* [AIM]: Please extend the semiconductor package patent text below, picking up right after its last sentence.

* [PAGE EXTRACT]:
The present application discloses a semiconductor package, a semiconductor device, and a method for manufacturing a semiconductor package. The semiconductor package includes a silicon interposer, a redistribution layer (RDL) formed on the silicon interposer, and a plurality of computation nodes disposed on the RDL. Each of the computation nodes includes a computation dies and a plurality of high bandwidth memory dies. Each adjacent computation nodes can be coupled to each other through the RDL. The silicon interposer is a silicon wafer, and the semiconductor package is a wafer level package (WLP). Therefore, the computing power of the plurality of computation nodes can be embedded within one package, thereby achieving a system on wafer (SoW) that has greater computation capability within a smaller area.

Claims

exact text as granted — not AI-modified
What is claimed is: 
     
         1 . A semiconductor package comprising:
 a silicon interposer;   a redistribution layer (RDL) disposed on a first surface of the silicon interposer;   a plurality of computation nodes disposed on the RDL, each of the computation nodes comprising a computation die, wherein the RDL is between the computation nodes and the silicon interposer, and each of computation dies of the computation nodes comprises a plurality of micro bumps, and the computation dies are bonded to the RDL through the micro bumps;   a plurality of through silicon vias (TSVs) passing through the silicon interposer; and   a plurality of bumps disposed on a second surface of the silicon interposer and coupled to the RDL through the TSVs;   wherein:   each two adjacent computation nodes of the computation nodes are coupled to each other through the RDL; and   from the top view, the RDL comprises interconnect structures distributed in portions that overlap the computation nodes and portions free from overlapping the computation nodes.

* [EXTRACTED ENTRIES]:

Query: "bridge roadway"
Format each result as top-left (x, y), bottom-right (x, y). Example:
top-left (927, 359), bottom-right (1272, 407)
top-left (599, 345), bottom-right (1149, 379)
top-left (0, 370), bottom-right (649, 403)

* [RESULT]:
     
     
         2 . The semiconductor package of  claim 1 , wherein from the top view, the RDL comprises a plurality of first rectangular regions and a plurality of second rectangular regions, wherein the first rectangular regions have same sizes and same patterns of interconnect structures, the second rectangular regions have same sizes and same patterns of interconnect structures, and each of the first rectangular regions is adjacent to at least one of the second rectangular regions. 
     
     
         3 . The semiconductor package of  claim 2 , wherein the interconnect structures of the RDL comprise a plurality of conductive traces that overlap boundaries of the first rectangular regions and the second rectangular regions from the top view, and the conductive traces are all perpendicularly crossing the boundaries. 
     
     
         4 . The semiconductor package of  claim 3 , wherein the interconnect structures of the RDL further comprise a plurality of vias, and from the top view, the vias are free from overlapping boundaries of the first rectangular regions and the second rectangular regions. 
     
     
         5 . The semiconductor package of  claim 2 , wherein from the top view, each of the computation nodes overlaps at least one of the first rectangular regions and at least one of the second rectangular regions.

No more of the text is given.